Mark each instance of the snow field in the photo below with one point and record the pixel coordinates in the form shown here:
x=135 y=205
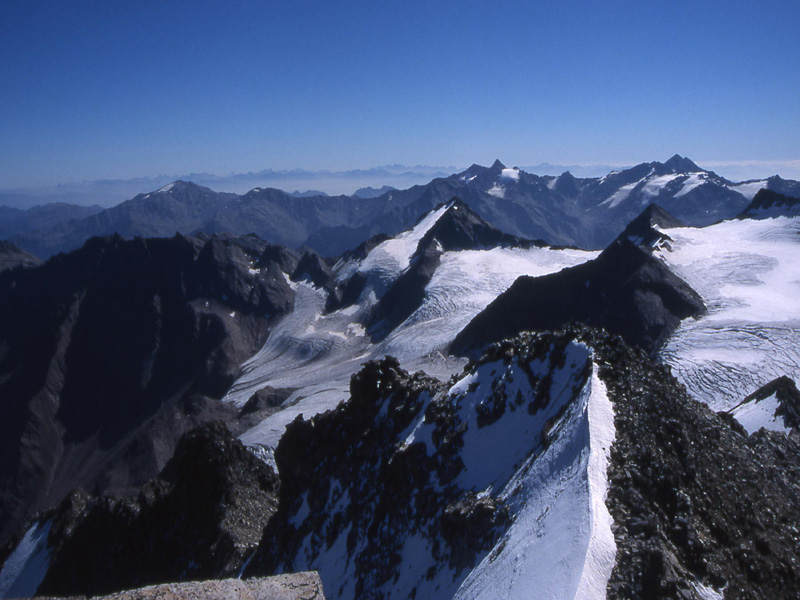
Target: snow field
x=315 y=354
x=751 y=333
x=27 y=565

-----

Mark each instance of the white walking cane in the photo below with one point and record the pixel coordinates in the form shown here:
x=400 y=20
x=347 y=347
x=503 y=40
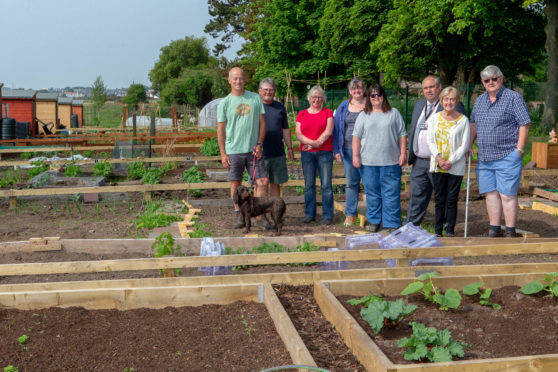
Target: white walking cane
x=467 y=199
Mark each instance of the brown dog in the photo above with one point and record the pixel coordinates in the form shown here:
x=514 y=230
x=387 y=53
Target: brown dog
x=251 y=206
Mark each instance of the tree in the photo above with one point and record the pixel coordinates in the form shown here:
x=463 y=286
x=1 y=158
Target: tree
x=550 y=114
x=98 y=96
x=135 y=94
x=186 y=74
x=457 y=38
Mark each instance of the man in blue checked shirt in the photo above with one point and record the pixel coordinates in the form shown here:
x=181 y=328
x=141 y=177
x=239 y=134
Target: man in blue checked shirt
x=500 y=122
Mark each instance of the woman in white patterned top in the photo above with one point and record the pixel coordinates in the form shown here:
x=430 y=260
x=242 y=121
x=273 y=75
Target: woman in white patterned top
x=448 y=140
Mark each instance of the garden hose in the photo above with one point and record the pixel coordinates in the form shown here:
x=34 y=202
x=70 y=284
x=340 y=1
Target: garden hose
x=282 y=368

-----

EXERCISE OBJECTIVE ▸ What lines of the data include the word "below"? Copy each of them.

EXPECTED OUTPUT ▸
Mark each instance of the snow field in the photo below with one point and record the pixel coordinates in the form shown here:
Mark each instance of the white walking cane in the photo below with one point and record the pixel coordinates in the form shown here:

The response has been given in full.